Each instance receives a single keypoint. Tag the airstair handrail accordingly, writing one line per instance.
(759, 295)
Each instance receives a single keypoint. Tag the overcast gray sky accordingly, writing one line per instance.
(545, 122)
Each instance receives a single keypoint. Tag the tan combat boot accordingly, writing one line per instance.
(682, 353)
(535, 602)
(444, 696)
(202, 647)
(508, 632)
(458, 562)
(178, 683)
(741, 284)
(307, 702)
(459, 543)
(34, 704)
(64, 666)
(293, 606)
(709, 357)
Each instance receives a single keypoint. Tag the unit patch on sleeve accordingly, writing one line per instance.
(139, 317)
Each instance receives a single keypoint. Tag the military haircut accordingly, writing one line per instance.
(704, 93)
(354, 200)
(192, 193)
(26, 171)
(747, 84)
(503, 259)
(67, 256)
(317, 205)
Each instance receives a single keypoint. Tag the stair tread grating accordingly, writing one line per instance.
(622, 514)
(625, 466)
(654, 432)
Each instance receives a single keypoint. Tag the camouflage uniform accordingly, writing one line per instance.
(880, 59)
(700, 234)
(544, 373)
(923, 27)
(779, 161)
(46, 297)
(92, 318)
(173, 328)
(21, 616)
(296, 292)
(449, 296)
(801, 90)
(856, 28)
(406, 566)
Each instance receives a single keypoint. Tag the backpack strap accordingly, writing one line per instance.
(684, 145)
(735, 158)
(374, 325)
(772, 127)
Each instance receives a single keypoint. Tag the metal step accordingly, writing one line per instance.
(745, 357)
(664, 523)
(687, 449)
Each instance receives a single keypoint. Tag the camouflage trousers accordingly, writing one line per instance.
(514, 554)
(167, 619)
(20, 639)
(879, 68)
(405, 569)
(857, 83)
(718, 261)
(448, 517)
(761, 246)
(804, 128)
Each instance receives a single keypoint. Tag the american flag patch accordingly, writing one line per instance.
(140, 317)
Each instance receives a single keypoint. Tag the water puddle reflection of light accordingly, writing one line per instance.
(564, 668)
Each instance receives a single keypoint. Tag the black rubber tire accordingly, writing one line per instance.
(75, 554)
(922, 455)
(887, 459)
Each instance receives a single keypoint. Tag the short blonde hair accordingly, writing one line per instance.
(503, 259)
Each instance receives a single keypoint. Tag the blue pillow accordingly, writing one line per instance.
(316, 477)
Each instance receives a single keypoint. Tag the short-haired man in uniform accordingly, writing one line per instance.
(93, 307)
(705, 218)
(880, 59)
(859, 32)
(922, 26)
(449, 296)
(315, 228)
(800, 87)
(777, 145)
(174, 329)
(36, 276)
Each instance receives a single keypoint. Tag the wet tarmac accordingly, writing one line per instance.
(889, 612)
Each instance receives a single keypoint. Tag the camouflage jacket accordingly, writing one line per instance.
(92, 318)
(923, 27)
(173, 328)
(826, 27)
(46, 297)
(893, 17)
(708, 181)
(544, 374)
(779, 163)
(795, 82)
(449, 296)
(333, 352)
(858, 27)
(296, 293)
^^^^^^^^
Duplicate the listing above verbatim, beginning at the line that contains "jacket accordingly, writing one line per instance." and continuing through the final line of the listing, both ends included.

Each instance receives a single keypoint. Tag the camouflage jacket accordingly, writing one line per instance.
(92, 318)
(923, 27)
(173, 328)
(826, 27)
(46, 297)
(893, 17)
(708, 181)
(544, 374)
(779, 163)
(795, 82)
(449, 296)
(333, 352)
(858, 27)
(296, 293)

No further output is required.